## [Given text]
- Opening Delimiter -

Purpose : The increasing prevalence of diabetes in Africa highlights the importance of early detection of diabetic eye changes. Recent work has identified thinner (RGC) layer on Spectral Domain Optical Coherence Tomography (SD-OCT) in patients with diabetes as compared to normal controls. The purpose of this pilot work is to determine if glucose tolerance test values in an African cohort correspond with RGC thickness, potentially identifying early evidence of early diabetic changes in the eye that could precede retinopathy.

Methods : First and second generation African volunteers above the age of 18 who self-identified as healthy were recruited through newspaper advertisements, flyers and the NIH website and seen jointly at the NIDDK and the NEI. Patients with SD-OCT or exam evidence of comorbid retinal or optic nerve pathology, previous a diagnosis of diabetes, women who are breastfeeding or have an infant less than four months of age, or women with irregular menses in the year prior to enrollment were excluded. All participants had OGTT to identify who had normal glucose tolerance, prediabetes and diabetes. Then, minimum value RGC layer thickness was calculated using the Zeiss Cirrus SD-OCT segmentation algorithm and values for both eyes were averaged for each participant.

- Closing Delimiter -

## [Study material]
- Opening Delimiter -

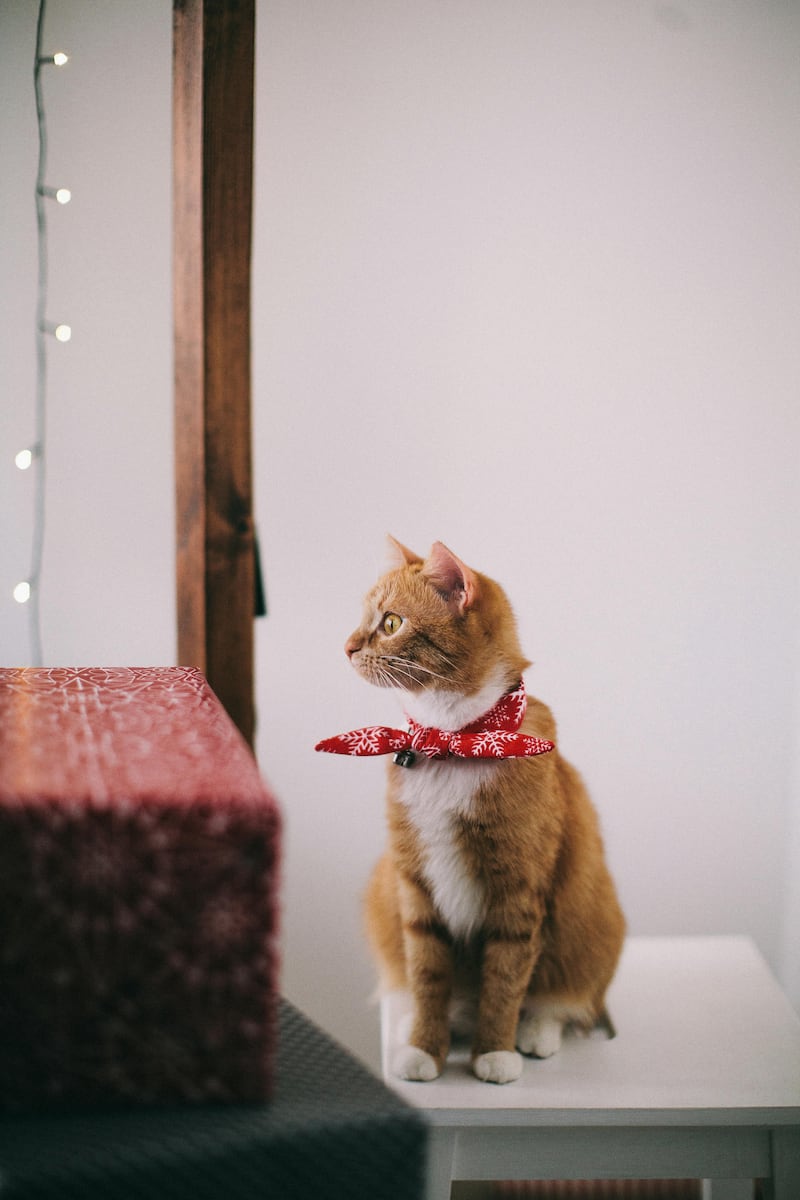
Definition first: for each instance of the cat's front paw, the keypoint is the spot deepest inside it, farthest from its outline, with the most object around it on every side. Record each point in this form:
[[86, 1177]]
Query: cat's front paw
[[498, 1066], [540, 1036], [416, 1065]]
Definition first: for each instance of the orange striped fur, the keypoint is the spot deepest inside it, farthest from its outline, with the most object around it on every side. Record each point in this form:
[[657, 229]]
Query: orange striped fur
[[493, 893]]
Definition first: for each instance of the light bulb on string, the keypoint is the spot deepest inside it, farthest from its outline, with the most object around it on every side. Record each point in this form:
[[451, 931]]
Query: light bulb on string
[[60, 195], [25, 457], [60, 330], [55, 60], [22, 592]]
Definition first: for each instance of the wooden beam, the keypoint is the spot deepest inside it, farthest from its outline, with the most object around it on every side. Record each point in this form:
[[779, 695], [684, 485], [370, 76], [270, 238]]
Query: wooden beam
[[212, 159]]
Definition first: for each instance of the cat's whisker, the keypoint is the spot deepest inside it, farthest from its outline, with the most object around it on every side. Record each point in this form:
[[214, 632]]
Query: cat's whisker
[[411, 669]]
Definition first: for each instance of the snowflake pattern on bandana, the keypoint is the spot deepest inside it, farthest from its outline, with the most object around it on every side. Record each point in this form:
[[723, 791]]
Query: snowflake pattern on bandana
[[492, 736]]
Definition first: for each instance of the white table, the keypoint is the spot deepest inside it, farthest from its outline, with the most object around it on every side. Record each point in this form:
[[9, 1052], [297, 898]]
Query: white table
[[702, 1080]]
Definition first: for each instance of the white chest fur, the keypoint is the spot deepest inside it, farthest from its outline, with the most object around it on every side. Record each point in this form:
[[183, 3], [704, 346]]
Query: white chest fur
[[434, 795]]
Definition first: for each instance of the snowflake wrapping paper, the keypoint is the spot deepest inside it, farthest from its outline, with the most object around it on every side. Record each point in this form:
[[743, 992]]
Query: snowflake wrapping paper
[[138, 893]]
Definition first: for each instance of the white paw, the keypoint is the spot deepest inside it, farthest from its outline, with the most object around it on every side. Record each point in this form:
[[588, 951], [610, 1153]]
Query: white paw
[[498, 1066], [410, 1062], [540, 1036]]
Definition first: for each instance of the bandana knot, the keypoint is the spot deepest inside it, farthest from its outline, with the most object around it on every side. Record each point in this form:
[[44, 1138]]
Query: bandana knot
[[492, 736]]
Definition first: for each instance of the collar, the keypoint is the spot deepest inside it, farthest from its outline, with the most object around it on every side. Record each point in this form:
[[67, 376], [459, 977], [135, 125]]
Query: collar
[[492, 736]]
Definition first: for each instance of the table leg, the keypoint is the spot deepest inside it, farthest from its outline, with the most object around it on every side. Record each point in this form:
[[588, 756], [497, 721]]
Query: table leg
[[786, 1164], [441, 1149]]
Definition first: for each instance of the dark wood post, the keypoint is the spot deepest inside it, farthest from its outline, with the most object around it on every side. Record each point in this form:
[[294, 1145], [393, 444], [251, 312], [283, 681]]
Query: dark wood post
[[212, 161]]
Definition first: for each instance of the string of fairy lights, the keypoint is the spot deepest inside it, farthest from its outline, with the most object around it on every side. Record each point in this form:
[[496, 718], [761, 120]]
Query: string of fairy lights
[[32, 457]]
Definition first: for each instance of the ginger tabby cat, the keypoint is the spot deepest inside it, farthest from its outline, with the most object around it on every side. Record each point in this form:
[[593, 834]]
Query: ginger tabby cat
[[494, 888]]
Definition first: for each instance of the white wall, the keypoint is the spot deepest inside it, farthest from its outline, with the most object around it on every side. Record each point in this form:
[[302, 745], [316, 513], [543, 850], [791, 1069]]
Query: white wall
[[525, 279]]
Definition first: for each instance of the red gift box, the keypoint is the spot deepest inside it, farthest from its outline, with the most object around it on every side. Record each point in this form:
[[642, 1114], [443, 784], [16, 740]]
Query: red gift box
[[138, 910]]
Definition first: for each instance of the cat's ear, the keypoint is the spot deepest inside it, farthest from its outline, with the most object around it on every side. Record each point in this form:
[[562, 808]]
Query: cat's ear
[[400, 555], [451, 577]]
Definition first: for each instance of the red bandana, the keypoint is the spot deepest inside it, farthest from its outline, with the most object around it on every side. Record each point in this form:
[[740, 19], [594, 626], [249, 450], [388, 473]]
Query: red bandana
[[492, 736]]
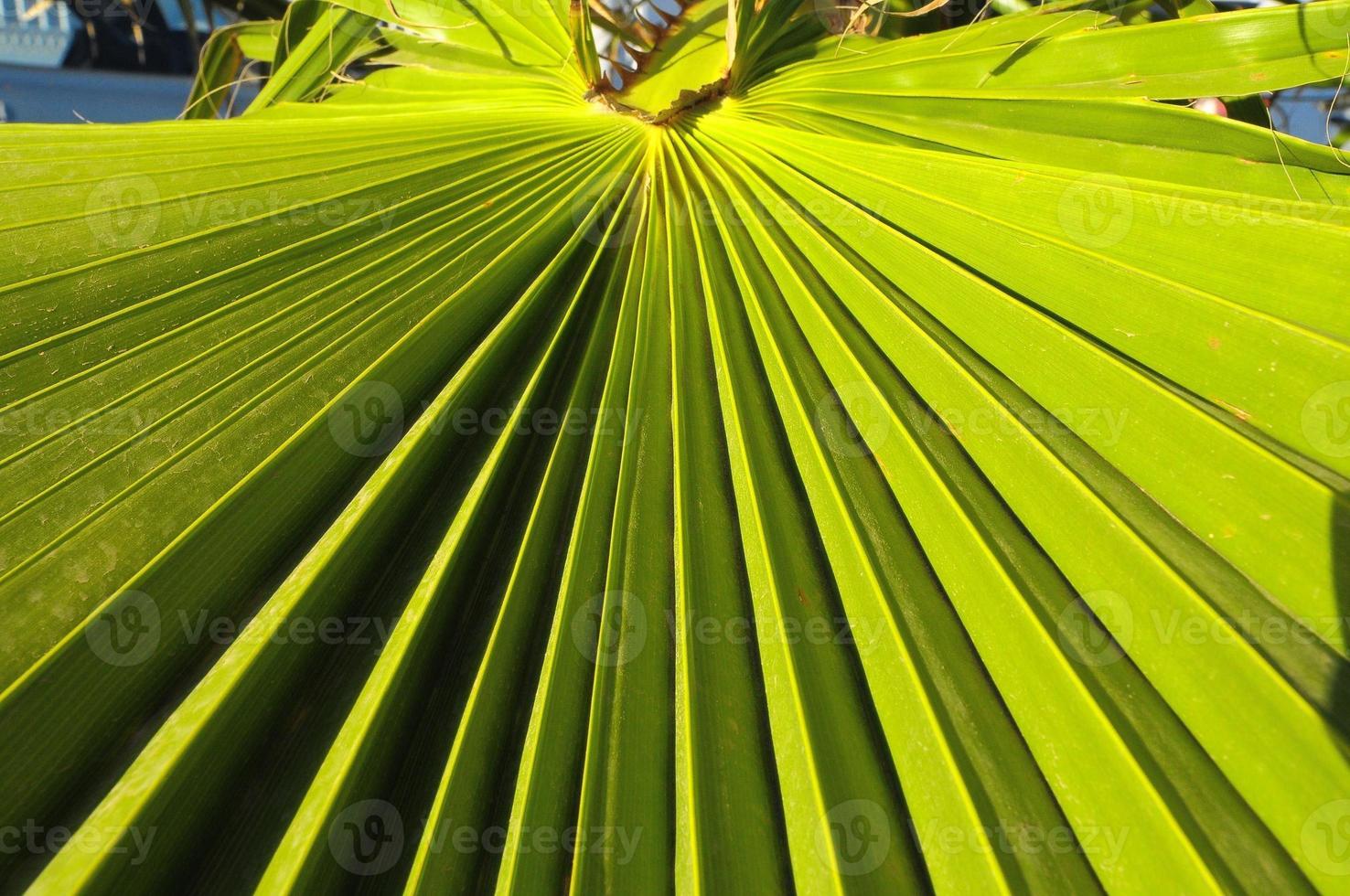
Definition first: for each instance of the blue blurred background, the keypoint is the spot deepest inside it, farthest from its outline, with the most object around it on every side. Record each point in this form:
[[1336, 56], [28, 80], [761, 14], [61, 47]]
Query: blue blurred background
[[134, 59]]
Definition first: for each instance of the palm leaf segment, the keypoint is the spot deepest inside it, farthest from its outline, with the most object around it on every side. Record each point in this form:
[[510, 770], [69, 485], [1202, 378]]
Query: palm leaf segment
[[913, 464]]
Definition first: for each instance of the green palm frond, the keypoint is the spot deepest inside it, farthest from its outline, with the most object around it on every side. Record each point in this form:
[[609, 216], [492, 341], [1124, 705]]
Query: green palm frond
[[830, 464]]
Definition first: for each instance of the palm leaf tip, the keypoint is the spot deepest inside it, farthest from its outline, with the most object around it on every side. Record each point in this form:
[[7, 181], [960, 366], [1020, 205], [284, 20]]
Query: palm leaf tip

- Closing Delimiter -

Answer these from the diabetes eye study text:
(a) What imaging method showed a thinner RGC layer in patients with diabetes than in normal controls?
(b) Through what means were the volunteers recruited?
(c) What was done with the RGC layer thickness values from the two eyes of each participant?

(a) Spectral Domain Optical Coherence Tomography (SD-OCT).
(b) Newspaper advertisements, flyers and the NIH website.
(c) They were averaged for each participant.